Morrison opens housing affordability debate but can he control it?
GUEST OBSERVER
Scott Morrison is a “once bitten, never shy” sort of guy. Having had a bad experience in the high profile debate over whether to change the GST, which ultimately came to nothing, the Treasurer this week launched into the hot topic of housing affordability.
The question is, can he and the government manage the issue or will it, too, turn on them?
With tax, the then-new Turnbull government put “everything on the table”, only to produce a package limited in scope and reform. Even the centrepiece of that - a company tax reduction over a decade – will have to be pared back to pass the Senate.
The opposite approach is being brought to housing affordability. Morrison wants to confine what’s put on the table to the supply side. Attacking demand would crash the market, he says. So in his Monday speech to the Urban Development Institute of Australia he focused on the need to cut planning regulations to free up land.
But the pressure is strong for a broader discussion.

[Records contained in a dataset]

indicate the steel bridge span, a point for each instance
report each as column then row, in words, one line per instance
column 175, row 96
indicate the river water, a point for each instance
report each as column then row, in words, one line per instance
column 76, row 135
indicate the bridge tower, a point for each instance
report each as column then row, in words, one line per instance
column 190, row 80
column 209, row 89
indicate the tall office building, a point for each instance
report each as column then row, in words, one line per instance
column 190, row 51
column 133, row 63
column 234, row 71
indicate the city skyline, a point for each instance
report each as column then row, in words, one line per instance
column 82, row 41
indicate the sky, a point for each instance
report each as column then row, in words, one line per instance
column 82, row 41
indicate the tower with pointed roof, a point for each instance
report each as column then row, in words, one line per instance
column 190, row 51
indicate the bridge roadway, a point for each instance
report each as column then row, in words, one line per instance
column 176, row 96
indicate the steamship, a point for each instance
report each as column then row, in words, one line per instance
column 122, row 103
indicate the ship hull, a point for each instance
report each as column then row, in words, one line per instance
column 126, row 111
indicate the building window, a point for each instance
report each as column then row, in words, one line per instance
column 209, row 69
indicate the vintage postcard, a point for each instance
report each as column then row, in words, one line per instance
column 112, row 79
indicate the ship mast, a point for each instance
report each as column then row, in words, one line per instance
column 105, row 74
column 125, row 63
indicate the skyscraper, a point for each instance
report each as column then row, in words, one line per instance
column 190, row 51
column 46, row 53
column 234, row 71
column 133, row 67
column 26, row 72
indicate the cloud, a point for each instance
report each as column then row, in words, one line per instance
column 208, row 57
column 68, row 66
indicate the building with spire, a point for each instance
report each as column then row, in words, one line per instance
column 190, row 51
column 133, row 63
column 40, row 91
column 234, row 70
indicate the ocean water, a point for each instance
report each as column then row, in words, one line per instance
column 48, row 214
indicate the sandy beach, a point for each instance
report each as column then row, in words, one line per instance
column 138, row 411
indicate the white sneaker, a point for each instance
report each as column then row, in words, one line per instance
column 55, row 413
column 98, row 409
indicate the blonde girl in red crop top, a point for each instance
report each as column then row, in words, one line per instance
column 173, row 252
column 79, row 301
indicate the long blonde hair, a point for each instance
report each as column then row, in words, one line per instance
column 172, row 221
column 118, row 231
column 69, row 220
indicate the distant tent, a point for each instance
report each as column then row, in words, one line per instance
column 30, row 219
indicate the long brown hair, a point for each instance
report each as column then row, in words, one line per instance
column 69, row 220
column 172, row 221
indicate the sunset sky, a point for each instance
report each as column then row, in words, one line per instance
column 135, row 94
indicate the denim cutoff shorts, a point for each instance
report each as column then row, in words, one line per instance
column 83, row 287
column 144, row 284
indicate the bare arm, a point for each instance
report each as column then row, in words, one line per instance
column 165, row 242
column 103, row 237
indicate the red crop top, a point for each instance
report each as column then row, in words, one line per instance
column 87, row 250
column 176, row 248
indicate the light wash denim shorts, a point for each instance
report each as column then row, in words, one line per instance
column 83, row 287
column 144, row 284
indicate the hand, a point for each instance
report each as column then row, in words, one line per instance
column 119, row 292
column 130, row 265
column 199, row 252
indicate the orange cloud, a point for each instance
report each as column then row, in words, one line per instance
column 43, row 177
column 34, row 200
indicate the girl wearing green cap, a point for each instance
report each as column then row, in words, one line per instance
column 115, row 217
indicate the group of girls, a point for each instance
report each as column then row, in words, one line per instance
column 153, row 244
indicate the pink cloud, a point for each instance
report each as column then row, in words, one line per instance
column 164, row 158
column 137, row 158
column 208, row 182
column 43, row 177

- WHAT TO WORK ON -
- a) Reproduce verbatim everything from "The opposite approach" down to "a broader discussion." in the housing affordability article.
- b) In one to three sentences, explain why the housing affordability article says Morrison wants to confine the debate to the supply side.

- FINAL RESULTS -
- a)
The opposite approach is being brought to housing affordability. Morrison wants to confine what’s put on the table to the supply side. Attacking demand would crash the market, he says. So in his Monday speech to the Urban Development Institute of Australia he focused on the need to cut planning regulations to free up land.
But the pressure is strong for a broader discussion.

- b) Morrison says that attacking demand would crash the market. He therefore focused his speech on cutting planning regulations to free up land.